* [Data records]:
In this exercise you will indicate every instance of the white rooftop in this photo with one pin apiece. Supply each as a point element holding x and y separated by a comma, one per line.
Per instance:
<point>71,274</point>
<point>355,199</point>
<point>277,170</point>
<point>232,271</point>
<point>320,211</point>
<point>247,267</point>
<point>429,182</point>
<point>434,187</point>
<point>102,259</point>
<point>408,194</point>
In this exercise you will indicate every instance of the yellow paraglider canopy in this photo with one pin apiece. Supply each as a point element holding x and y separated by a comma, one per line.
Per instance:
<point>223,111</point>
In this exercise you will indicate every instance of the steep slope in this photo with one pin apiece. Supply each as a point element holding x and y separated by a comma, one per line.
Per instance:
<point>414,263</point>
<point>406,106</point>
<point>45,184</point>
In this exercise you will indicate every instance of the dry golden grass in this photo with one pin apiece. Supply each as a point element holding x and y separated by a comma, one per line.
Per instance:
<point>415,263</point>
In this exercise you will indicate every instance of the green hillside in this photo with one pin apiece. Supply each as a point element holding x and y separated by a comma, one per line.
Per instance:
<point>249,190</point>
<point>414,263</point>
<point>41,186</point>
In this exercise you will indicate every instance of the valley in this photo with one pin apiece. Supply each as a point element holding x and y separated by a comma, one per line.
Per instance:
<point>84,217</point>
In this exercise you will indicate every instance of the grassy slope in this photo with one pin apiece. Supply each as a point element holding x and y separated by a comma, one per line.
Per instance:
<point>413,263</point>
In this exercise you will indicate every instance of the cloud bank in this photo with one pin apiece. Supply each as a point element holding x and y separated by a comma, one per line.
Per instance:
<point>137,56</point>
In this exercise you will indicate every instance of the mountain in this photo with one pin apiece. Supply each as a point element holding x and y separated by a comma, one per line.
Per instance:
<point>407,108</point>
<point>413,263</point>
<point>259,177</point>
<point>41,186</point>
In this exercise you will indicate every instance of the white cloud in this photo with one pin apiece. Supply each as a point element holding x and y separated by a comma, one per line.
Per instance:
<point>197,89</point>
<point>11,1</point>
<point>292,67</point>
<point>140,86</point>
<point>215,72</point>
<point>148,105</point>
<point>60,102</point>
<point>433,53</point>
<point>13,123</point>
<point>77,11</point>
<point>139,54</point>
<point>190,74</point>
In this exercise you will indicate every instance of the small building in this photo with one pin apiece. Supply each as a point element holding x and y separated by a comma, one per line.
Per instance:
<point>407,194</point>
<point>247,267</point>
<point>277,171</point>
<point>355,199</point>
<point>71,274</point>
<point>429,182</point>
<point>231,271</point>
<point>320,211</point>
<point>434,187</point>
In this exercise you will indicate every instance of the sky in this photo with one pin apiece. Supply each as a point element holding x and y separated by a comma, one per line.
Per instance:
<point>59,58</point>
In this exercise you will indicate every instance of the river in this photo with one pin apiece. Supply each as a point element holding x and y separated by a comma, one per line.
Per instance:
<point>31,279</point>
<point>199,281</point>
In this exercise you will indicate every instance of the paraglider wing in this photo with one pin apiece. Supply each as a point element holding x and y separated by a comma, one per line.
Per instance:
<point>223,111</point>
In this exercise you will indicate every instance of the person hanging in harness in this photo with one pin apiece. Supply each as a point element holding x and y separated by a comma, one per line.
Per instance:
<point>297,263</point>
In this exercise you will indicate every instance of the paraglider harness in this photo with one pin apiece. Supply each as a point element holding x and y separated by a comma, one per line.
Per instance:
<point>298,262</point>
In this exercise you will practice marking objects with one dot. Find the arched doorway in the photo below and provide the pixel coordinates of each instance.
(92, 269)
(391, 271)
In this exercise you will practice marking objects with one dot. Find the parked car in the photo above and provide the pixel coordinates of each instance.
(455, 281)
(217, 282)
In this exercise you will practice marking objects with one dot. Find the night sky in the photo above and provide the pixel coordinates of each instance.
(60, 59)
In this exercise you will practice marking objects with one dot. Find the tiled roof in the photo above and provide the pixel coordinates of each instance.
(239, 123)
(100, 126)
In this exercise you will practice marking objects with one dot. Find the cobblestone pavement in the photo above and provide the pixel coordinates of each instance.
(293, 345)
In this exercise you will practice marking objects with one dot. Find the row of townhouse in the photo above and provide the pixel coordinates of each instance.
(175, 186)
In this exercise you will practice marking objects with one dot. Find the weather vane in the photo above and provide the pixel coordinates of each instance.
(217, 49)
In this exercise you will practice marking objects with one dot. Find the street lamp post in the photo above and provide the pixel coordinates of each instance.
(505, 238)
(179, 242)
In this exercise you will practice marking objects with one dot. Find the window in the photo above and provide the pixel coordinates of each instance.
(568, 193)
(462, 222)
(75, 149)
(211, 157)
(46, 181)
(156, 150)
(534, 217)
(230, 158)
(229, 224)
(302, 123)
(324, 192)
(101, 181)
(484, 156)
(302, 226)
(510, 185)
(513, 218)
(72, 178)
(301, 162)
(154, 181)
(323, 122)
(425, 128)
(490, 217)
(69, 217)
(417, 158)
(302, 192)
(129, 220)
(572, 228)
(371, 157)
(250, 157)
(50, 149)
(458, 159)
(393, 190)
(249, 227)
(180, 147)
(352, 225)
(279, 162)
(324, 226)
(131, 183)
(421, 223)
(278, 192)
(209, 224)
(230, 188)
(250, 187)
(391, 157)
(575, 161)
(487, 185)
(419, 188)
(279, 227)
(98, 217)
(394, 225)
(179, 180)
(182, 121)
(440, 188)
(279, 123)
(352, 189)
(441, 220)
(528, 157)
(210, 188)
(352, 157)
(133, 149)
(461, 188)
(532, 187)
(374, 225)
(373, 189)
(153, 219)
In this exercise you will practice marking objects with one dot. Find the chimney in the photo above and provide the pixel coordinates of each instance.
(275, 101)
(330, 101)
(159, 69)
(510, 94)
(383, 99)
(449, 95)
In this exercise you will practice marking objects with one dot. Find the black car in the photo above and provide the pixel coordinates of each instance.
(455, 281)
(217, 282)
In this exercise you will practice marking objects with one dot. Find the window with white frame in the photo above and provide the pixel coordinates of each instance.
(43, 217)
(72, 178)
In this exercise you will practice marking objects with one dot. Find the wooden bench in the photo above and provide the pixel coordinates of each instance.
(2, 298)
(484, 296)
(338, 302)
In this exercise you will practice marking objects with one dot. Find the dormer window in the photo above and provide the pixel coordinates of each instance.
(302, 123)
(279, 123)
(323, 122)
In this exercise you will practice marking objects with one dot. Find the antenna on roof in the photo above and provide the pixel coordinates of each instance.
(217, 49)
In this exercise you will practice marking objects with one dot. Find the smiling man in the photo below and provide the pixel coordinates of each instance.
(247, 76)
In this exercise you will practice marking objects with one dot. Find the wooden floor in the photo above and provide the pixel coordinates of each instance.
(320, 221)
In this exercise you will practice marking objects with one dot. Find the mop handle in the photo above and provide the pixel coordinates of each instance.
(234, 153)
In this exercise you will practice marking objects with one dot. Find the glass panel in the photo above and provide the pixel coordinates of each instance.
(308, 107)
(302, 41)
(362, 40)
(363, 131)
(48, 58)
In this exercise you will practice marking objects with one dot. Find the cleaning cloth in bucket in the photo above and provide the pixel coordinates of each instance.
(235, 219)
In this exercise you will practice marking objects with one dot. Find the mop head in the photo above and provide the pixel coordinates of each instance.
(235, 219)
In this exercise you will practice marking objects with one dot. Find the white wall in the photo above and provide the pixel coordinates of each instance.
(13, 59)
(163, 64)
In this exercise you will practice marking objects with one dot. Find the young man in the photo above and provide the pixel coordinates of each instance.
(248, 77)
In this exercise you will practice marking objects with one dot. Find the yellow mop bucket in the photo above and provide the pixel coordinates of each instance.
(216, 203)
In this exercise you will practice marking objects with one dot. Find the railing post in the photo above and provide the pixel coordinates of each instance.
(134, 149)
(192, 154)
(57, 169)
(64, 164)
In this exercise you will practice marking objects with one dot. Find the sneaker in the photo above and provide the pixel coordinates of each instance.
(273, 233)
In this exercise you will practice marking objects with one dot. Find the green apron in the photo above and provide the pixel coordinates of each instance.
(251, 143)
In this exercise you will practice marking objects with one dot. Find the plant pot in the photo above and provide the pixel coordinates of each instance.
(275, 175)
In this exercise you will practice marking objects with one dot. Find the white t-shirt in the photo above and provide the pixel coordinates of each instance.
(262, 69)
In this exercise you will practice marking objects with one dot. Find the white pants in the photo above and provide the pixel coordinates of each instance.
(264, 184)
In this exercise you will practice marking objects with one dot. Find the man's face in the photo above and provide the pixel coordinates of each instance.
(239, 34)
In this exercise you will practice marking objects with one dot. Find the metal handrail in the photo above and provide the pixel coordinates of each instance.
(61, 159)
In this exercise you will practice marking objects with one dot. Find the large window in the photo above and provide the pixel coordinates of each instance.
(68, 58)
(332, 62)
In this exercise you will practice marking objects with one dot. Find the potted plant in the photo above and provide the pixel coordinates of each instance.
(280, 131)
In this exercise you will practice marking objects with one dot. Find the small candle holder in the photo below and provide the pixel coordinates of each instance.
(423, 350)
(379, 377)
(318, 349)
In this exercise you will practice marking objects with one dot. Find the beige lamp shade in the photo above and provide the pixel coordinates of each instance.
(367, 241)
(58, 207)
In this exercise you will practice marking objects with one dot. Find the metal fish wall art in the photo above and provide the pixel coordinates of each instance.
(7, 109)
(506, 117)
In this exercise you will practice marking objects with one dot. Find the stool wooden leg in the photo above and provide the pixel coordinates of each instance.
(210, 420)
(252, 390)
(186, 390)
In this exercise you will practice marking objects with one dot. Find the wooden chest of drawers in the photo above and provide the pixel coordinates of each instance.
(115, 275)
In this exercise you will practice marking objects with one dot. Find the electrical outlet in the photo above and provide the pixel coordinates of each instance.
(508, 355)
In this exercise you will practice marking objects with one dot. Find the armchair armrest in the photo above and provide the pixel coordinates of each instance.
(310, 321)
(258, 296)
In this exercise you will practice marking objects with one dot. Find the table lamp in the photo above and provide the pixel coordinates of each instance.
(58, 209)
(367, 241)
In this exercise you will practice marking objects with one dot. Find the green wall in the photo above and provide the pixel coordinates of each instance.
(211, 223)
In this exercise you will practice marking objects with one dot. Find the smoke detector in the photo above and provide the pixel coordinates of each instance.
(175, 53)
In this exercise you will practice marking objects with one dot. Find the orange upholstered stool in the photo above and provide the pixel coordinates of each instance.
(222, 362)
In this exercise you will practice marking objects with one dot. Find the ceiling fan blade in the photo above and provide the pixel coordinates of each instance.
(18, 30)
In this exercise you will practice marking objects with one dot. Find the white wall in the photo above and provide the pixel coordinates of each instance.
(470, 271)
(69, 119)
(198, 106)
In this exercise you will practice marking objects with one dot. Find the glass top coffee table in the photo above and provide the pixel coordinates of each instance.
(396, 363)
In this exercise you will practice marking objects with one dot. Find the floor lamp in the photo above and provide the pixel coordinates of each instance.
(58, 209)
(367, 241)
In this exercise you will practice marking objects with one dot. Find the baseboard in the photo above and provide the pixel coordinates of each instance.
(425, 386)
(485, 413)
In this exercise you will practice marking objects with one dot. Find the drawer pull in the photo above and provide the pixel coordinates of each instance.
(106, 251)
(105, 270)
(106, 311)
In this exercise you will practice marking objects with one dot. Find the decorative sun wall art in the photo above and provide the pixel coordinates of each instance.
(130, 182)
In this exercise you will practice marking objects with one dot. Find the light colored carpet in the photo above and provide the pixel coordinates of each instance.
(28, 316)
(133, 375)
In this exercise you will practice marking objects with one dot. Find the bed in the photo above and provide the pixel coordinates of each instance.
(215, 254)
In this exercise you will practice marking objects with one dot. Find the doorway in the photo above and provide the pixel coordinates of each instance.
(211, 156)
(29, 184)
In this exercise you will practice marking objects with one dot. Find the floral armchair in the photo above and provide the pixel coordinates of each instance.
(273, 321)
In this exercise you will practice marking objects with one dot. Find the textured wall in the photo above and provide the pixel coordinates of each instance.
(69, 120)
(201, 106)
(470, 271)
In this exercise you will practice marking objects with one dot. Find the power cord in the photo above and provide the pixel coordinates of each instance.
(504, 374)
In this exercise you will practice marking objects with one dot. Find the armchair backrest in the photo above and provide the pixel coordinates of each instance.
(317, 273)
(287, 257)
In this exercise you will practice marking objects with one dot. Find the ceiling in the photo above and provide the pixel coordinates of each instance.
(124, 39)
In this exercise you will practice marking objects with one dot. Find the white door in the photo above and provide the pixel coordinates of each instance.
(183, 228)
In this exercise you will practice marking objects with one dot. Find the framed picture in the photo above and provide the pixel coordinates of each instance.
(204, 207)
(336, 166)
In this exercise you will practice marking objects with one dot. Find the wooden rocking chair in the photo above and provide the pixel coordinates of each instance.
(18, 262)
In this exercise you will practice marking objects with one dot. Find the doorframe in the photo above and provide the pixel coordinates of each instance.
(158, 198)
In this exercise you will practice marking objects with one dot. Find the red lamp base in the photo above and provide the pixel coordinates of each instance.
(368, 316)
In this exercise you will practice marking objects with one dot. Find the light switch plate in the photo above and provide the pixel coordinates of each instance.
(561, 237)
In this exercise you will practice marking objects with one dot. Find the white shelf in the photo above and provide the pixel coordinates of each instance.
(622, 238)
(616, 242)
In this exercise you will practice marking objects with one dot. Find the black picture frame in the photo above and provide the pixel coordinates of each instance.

* [Task item]: Starting at the first line of the entries above, please extract each line up to and including the line with "In this exercise you will indicate every instance of the dry", unchanged, and add nothing.

* [Response to the task]:
In this exercise you will indicate every instance of the white rooftop in this photo with one pin apiece. Supply each as a point element holding x and y separated by a comma, one per line.
Per instance:
<point>71,274</point>
<point>355,199</point>
<point>277,170</point>
<point>232,271</point>
<point>320,211</point>
<point>247,267</point>
<point>429,182</point>
<point>434,187</point>
<point>102,259</point>
<point>408,194</point>
In this exercise you will indicate every instance of the yellow paraglider canopy in this photo with one pin apiece. Supply each as a point element holding x and y separated by a comma, one per line.
Per instance:
<point>223,111</point>
In this exercise you will indicate every instance of the steep slope in this photo with one pin apiece. Supply each as a point element holding x and y separated by a comma, one per line.
Per instance:
<point>414,263</point>
<point>406,106</point>
<point>45,184</point>
In this exercise you will indicate every instance of the dry golden grass in this photo with one pin apiece. Supply each as a point element holding x and y separated by a comma, one per line.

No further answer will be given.